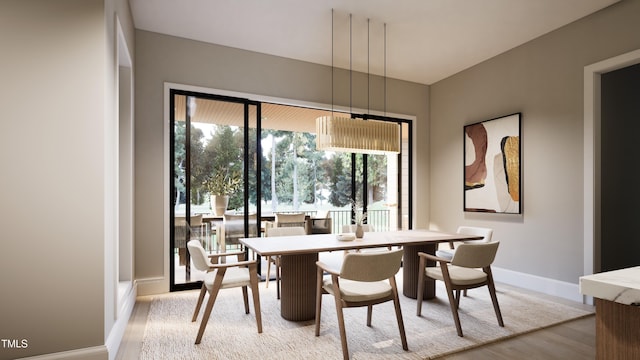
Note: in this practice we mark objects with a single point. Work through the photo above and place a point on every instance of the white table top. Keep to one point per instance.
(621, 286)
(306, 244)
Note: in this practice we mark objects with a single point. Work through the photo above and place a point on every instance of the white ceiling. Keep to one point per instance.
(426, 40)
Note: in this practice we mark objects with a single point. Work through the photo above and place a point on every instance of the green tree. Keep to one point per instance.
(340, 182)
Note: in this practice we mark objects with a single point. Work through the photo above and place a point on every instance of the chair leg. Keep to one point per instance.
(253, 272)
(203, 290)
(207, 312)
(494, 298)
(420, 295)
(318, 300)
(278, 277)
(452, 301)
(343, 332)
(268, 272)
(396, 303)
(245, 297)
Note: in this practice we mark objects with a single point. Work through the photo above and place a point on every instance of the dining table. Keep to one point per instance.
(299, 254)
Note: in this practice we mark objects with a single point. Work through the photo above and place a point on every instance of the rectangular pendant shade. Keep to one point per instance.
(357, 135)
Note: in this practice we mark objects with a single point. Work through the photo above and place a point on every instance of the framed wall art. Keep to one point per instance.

___

Print again the material above, limited to the lines from the one holding "ceiling. Keep to one point per instance." through the last, inclusive.

Note: in this practice we mark objects with a single point. Work through the photo above and place a point on every instance of the white ceiling. Keep to one point per instance.
(426, 40)
Note: in this practice we mark objects with a single point. Work through the photo above and place a point on every instance of the green tree. Keep to one point per instance.
(340, 182)
Note: in this practice we mark objects with a single point. Work through the photo above and place a point on every instance of the chair leg. Keep to one point per instance.
(253, 272)
(203, 290)
(207, 312)
(494, 298)
(420, 295)
(318, 300)
(278, 277)
(452, 301)
(343, 332)
(268, 272)
(396, 303)
(245, 297)
Note: in this practice we mark objects with a single point. Work through the photo above and place a point on every instance of the dining table. Keep to one point per instance.
(299, 254)
Note: in this practice we mark objects with a single point. Work through the photo above and place a point on every instance of the rectangular pendant shade. Keep to one point per instance.
(357, 135)
Note: in this practice we mark objects with a single point. Work through the photo above and place a point on every instance of the framed wall art. Keep to one point per instance.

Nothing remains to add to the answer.